Work to be completed: Quote exactly the lines running from the line with "of the tree" to the end of the entries, including both, and nothing else.

-- begin Exercise material --

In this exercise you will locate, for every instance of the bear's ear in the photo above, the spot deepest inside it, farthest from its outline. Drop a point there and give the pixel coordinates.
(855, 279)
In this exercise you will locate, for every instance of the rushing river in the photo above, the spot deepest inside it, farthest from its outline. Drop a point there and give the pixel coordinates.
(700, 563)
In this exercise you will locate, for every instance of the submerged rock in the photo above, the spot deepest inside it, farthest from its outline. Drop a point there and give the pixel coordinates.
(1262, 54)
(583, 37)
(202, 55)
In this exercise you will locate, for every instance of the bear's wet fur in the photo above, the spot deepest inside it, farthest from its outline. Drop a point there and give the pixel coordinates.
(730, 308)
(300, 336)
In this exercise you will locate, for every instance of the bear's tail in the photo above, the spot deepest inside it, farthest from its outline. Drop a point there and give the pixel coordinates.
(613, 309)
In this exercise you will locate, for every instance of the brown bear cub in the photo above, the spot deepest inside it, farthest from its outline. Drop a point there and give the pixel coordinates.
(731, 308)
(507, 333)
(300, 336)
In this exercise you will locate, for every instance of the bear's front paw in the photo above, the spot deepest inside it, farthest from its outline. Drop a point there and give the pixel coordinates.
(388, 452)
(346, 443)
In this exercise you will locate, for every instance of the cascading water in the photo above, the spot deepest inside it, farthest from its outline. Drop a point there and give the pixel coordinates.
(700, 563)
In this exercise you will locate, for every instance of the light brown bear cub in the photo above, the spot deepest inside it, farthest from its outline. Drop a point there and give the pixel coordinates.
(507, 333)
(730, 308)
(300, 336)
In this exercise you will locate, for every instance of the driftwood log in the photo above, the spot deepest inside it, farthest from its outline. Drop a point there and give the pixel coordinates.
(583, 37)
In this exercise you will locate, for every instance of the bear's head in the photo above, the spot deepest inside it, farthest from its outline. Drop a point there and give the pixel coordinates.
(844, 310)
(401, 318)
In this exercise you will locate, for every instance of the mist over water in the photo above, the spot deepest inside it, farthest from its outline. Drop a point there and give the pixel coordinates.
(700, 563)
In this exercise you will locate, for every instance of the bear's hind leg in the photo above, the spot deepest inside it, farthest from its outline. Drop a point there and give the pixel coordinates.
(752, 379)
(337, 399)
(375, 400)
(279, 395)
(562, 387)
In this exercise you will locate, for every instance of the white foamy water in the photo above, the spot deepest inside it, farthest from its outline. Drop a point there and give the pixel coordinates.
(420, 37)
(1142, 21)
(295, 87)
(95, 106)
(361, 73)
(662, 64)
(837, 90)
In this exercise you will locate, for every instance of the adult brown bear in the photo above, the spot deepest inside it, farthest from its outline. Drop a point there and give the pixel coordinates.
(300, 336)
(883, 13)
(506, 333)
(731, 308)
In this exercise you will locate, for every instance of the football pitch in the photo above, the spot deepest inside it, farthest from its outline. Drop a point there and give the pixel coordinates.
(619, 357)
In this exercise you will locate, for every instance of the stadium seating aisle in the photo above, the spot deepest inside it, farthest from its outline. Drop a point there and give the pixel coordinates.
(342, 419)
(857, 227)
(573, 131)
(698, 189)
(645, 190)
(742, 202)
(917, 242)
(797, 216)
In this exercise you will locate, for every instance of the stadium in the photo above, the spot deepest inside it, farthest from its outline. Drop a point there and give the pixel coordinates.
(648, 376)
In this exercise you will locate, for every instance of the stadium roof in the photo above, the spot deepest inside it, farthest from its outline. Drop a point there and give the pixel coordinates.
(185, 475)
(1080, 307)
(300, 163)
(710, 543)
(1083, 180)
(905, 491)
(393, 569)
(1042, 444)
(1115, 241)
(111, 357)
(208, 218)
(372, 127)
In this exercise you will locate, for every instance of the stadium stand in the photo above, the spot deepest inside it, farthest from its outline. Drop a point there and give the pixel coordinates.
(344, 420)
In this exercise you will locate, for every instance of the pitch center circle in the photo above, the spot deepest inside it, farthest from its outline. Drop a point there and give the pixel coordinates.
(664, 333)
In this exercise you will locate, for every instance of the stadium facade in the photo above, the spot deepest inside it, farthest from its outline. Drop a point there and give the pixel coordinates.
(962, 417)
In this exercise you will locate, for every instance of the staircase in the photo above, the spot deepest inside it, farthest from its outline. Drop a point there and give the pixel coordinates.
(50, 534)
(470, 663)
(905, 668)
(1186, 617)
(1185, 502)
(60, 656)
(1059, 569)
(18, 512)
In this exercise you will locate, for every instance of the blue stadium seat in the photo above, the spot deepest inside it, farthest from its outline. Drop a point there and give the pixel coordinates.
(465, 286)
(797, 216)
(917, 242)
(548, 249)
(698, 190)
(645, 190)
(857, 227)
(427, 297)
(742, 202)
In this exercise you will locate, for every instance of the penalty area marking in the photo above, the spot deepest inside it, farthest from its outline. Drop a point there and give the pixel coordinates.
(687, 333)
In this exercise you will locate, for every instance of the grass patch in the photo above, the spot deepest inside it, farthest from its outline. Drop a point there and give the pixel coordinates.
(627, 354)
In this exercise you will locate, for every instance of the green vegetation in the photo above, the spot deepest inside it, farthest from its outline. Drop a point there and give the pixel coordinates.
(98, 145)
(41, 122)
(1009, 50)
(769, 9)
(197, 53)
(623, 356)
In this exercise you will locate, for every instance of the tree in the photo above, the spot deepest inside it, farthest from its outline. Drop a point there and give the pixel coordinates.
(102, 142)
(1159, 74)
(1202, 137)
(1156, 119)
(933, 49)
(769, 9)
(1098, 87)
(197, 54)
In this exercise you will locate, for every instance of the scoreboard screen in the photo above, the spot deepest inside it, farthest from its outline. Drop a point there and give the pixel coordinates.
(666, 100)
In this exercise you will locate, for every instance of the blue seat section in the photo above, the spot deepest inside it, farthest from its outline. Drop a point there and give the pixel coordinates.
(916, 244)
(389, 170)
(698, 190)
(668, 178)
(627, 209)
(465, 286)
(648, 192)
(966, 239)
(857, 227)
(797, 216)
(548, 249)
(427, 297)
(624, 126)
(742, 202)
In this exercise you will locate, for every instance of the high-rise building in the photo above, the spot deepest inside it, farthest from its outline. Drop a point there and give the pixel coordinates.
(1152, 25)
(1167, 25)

-- end Exercise material --

Expected answer:
In this exercise you will locate, for every instance of the tree in the photo above, the spot deepest inside it, farthest from its outline. Drop a point there and give the pixel coordinates.
(102, 142)
(1159, 74)
(1202, 137)
(1156, 119)
(933, 49)
(769, 9)
(1098, 87)
(197, 54)
In this exercise you will locate, for every instance of the scoreboard screen in the photo above, the spot deepest inside it, farthest from its outline. Drop a point there and give the pixel coordinates.
(666, 100)
In this exercise you will locate, for every instance of the blue seat section in the photo above, the spot deepest inside it, farthest from its outline. Drop a point there and give the pixel coordinates.
(916, 244)
(389, 170)
(698, 190)
(668, 178)
(627, 209)
(465, 286)
(648, 192)
(966, 239)
(857, 227)
(797, 216)
(548, 249)
(427, 297)
(624, 126)
(742, 202)
In this exercise you will locate, for every instance of the high-rise building in the photo above, the spot deepest inside it, farthest from its outline. Drop a point there and give the pixel coordinates.
(1152, 25)
(1167, 25)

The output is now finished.